_What the task asks:_ Reproduce the lines of the material below, starting with the line containing "Locate the black" and going on through the line containing "[1048,16,1117,83]". Change every "Locate" to "Find" and keep everything else the same.

_Data to process:_
------------------------------------------------------------------------
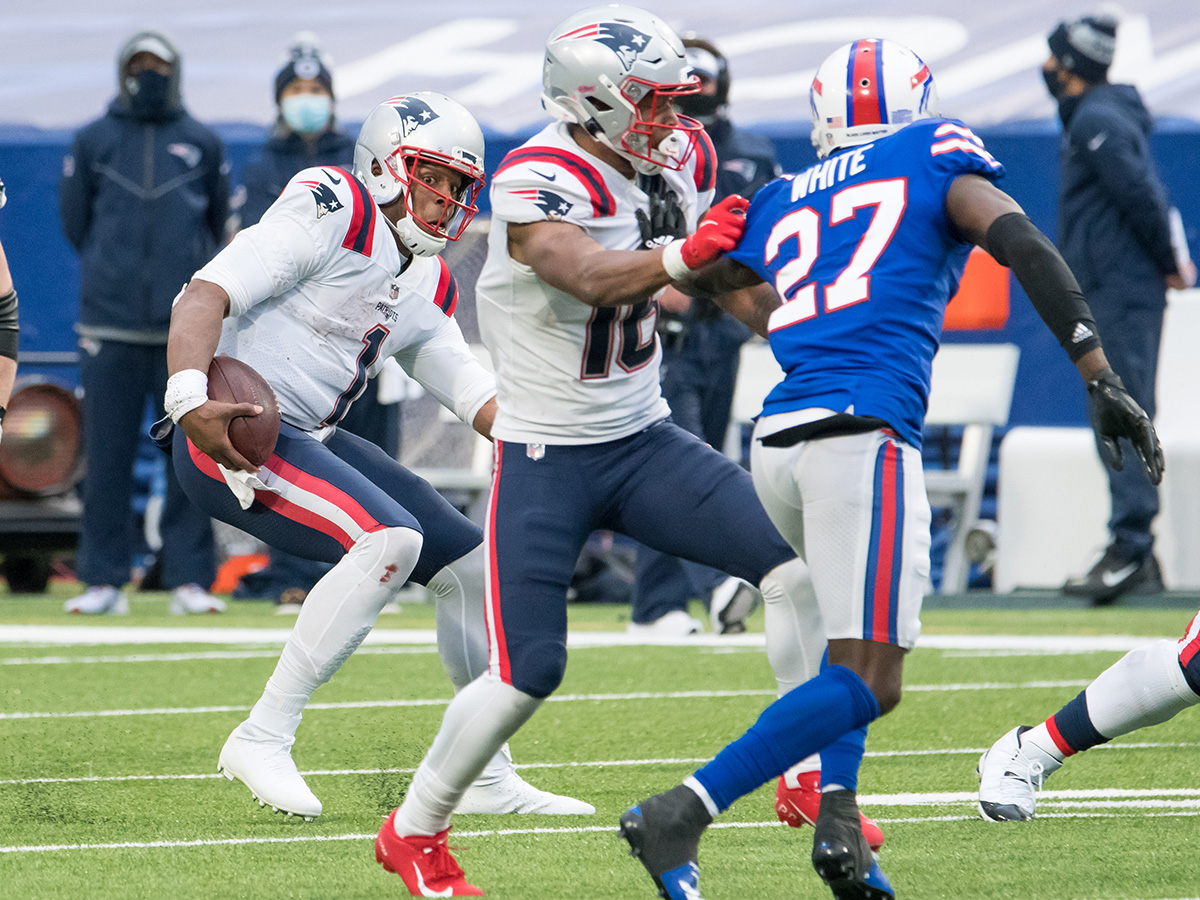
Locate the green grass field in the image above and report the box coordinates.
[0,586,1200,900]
------------------------------------------------------------------------
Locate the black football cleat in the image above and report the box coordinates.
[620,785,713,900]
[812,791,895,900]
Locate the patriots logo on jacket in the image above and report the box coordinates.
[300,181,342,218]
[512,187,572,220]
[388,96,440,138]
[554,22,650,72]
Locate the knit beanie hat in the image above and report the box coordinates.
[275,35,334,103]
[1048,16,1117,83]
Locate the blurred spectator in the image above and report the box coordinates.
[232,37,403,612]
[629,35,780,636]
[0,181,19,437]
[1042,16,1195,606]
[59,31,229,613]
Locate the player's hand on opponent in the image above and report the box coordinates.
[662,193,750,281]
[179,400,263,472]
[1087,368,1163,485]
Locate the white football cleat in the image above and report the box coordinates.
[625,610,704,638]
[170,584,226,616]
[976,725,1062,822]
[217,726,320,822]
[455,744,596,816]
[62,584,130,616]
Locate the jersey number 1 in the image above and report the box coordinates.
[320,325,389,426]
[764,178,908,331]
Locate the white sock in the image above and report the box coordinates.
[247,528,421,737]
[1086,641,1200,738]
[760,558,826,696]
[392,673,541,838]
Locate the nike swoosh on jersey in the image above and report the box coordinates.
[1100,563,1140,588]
------------------------------------------------------------------------
_Correct output:_
Find the black football cleat in the image above and report the box coordinates.
[620,785,713,900]
[812,791,895,900]
Find the patriots logo on jacket in the image above and report the box coordinates.
[300,181,342,218]
[512,187,572,220]
[388,96,440,138]
[554,22,650,72]
Find the knit beanie hat in the image above and report the box coordinates.
[275,35,334,103]
[1048,16,1117,83]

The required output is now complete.